EXERCISE PASSAGE.
»»

American Agriculture’s Long Reach: Why the Farm Bill Matters for Development

June 23, 2017

A healthy US agricultural sector is critical to global food security. As major producers and exporters—accounting for roughly one out of four metric tons of corn and wheat exported globally—American farmers help keep food affordable around the world. But American farmers also receive public assistance that too often comes at the expense of American taxpayers and consumers, as well as millions of poor farmers in developing countries. Policies designed to aid US farmers provide subsidies to compensate them when prices are low or raise producer prices by restricting imports. Other policies create or expand demand for commodities, for example, for use in biofuels. And in some key areas, the lack of effective regulation allows farmers and ranchers to continue using unsustainable practices.

««

RAW DATA.
»»

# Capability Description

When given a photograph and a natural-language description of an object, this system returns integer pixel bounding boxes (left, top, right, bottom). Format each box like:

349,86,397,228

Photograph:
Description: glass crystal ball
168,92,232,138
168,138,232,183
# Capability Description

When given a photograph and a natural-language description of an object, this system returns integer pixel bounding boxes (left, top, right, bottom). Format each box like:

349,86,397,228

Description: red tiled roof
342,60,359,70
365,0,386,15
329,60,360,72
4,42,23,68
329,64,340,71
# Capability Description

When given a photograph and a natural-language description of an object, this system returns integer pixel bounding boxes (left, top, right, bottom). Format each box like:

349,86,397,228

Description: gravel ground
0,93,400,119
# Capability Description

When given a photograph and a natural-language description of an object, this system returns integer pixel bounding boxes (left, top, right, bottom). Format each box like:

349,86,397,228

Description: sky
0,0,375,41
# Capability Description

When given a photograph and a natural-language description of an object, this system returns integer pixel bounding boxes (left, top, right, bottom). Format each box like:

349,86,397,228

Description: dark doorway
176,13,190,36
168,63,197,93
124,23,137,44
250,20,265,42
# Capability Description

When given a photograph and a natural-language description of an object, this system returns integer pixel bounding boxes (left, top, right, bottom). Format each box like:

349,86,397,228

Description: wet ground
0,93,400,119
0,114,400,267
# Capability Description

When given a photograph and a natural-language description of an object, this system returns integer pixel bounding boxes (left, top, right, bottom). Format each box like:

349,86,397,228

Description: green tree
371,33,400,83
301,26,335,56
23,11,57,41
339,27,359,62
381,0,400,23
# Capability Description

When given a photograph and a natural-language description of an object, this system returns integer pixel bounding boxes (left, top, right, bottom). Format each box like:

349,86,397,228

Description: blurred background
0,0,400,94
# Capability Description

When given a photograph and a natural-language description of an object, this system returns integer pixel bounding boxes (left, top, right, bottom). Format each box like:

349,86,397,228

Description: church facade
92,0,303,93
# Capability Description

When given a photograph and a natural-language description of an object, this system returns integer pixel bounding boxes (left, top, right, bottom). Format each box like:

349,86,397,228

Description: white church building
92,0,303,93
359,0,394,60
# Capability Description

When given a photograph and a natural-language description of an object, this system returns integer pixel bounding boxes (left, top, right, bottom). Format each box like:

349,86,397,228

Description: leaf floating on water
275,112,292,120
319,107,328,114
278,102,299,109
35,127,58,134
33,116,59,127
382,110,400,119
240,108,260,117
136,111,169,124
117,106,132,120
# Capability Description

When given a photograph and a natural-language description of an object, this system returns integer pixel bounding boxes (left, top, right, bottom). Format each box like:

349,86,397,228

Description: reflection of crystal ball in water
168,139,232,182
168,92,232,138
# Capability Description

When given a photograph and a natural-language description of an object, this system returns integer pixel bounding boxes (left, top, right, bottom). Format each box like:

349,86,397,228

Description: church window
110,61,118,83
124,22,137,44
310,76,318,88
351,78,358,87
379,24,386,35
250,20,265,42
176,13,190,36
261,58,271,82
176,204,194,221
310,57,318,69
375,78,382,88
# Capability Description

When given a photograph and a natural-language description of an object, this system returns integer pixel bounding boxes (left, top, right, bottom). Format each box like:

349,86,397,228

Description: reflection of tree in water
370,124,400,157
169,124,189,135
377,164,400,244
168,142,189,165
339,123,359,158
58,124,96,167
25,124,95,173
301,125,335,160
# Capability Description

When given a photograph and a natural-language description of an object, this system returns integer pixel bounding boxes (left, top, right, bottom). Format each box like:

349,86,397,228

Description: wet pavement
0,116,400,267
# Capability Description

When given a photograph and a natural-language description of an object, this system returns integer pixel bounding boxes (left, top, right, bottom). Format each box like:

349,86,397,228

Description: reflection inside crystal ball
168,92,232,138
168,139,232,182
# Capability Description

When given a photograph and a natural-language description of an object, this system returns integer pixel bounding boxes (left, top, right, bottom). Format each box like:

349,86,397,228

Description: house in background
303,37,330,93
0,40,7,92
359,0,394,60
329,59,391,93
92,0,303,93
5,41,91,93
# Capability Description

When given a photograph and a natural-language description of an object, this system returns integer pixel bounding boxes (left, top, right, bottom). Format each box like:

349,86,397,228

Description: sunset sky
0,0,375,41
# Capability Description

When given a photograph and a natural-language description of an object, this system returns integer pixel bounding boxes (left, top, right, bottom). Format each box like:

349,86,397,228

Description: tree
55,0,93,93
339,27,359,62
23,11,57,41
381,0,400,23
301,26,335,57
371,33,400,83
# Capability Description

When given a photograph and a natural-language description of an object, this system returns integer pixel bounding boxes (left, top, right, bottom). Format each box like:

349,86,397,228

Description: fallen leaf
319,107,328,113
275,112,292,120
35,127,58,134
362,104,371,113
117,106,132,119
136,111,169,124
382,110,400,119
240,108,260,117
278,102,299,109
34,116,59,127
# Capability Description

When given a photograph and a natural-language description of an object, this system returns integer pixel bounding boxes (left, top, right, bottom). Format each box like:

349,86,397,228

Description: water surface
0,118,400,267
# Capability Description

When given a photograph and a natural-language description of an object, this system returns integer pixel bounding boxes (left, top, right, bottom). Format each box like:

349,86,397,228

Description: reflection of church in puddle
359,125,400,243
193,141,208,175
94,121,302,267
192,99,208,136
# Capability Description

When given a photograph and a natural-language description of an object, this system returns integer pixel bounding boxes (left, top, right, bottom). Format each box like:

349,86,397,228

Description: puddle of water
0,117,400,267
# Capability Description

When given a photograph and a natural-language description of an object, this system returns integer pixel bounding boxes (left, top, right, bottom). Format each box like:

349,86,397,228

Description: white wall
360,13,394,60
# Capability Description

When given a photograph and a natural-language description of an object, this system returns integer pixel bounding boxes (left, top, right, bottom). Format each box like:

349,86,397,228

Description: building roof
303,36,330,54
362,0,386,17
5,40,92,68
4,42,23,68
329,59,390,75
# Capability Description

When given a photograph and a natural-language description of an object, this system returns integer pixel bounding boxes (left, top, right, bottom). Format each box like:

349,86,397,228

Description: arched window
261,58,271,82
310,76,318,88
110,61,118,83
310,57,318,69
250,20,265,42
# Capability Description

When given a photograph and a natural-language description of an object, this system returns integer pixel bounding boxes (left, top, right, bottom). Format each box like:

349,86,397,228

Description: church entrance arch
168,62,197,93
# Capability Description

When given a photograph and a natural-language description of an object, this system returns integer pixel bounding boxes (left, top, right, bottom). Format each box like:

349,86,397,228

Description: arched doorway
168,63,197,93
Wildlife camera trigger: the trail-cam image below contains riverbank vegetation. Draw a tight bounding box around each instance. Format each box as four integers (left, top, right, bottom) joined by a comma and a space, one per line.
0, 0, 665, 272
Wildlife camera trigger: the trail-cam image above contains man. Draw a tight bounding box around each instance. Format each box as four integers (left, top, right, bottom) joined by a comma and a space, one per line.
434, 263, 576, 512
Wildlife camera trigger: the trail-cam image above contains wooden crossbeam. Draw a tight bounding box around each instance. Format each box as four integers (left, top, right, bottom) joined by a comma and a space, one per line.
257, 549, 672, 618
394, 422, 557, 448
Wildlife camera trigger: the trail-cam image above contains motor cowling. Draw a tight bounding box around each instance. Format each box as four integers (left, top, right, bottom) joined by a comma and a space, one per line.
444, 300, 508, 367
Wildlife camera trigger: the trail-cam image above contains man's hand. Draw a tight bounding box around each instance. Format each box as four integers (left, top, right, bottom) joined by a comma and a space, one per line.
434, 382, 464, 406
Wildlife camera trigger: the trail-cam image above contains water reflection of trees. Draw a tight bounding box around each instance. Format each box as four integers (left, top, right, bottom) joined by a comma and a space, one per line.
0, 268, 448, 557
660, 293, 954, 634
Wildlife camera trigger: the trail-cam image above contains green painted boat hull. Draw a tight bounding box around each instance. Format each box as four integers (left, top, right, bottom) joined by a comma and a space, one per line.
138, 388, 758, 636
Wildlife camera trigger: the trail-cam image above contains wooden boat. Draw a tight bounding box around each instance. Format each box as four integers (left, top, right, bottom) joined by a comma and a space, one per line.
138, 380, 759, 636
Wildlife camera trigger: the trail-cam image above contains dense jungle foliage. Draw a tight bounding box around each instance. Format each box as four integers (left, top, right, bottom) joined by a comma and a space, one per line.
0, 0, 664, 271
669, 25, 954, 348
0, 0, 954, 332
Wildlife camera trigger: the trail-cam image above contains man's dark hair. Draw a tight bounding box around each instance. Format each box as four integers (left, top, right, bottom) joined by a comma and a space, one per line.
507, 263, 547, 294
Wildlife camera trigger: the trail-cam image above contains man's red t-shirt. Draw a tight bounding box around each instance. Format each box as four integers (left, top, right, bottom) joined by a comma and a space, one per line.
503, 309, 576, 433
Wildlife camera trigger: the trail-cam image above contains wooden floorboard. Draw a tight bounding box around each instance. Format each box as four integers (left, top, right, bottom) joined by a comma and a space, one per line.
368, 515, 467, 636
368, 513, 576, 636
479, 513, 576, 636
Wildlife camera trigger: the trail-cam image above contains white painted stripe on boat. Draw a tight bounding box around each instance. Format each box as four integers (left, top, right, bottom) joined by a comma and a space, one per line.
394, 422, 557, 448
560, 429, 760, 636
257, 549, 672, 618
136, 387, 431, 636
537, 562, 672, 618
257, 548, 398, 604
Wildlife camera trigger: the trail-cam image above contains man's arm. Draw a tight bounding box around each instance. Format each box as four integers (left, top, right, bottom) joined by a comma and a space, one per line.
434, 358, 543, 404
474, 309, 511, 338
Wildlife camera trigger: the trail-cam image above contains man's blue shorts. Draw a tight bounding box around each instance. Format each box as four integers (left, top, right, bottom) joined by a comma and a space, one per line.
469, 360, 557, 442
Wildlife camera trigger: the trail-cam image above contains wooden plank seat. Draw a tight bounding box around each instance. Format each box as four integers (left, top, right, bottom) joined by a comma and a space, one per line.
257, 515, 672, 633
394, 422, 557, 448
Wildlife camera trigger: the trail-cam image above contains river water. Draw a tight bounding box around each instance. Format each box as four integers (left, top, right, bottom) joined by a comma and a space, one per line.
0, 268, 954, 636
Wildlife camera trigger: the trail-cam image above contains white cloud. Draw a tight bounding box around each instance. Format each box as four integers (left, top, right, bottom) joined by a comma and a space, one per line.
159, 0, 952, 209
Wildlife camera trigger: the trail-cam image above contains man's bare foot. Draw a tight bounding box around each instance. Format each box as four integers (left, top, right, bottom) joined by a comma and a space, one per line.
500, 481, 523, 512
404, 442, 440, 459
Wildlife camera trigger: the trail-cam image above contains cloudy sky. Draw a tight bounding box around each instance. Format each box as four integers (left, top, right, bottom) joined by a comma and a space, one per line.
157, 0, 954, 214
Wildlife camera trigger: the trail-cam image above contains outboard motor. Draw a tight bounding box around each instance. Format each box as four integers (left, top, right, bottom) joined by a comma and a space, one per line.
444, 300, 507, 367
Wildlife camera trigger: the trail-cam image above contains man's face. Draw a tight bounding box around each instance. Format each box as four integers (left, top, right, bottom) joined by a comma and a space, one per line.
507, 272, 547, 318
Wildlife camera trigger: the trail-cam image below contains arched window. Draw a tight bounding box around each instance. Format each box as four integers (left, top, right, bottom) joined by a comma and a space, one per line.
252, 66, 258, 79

««

ASSIGNED TASK 1.
Can you summarize the passage on US farm policy in two sentences?
ASSIGNED TASK 2.
Could you turn the paragraph of the passage on US farm policy that begins "A healthy US agricultural sector" into a bulleted list that keeps its main facts?
ASSIGNED TASK 3.
Would you carry the passage on US farm policy forward from its last sentence?
These items have nothing to do with the passage on US farm policy.

TASK RESPONSE 1.
As major exporters of corn and wheat, American farmers help keep food affordable around the world, so a healthy US agricultural sector is critical to global food security. Yet the public assistance they receive through subsidies, import restrictions and policies that expand demand, such as for biofuels, often comes at the expense of American taxpayers and consumers and of millions of poor farmers in developing countries, while a lack of effective regulation allows unsustainable practices to continue.

TASK RESPONSE 2.
- A healthy US agricultural sector is critical to global food security.
- American farmers account for roughly one of every four metric tons of corn and wheat exported globally, which helps keep food affordable worldwide.
- The public assistance these farmers receive too often comes at the expense of American taxpayers and consumers and of millions of poor farmers in developing countries.
- Some policies pay subsidies to compensate farmers when prices are low, and others raise producer prices by restricting imports.
- Other policies create or expand demand for commodities, for example, for use in biofuels.
- In some key areas, a lack of effective regulation lets farmers and ranchers continue using unsustainable practices.

TASK RESPONSE 3.
Members of the House and Senate Agriculture Committees have started work on the 2018 farm bill, which provides an opportunity to shape policies so they better serve American taxpayers and consumers, as well as the poor in developing countries. Even in the face of budget pressures, it will be difficult for Congress to broadly reform the farm bill because of entrenched political interests. Indeed, with the return of lower commodity prices in recent years, preserving the modest steps in the 2014 farm bill towards increased market orientation may be challenging. Nevertheless, there are areas where narrow adjustments could make a difference, especially for developing countries most vulnerable to food insecurity, climate change impacts, and drug resistant diseases.

Recommendations to Congress for the next farm bill

In the next farm bill, Congress should:

  • Reform how food aid is delivered;
  • Reject biofuel subsidies that support ethanol consumption; and
  • Support data collection and a transition program to help producers adopt alternatives to the use of antibiotics in livestock.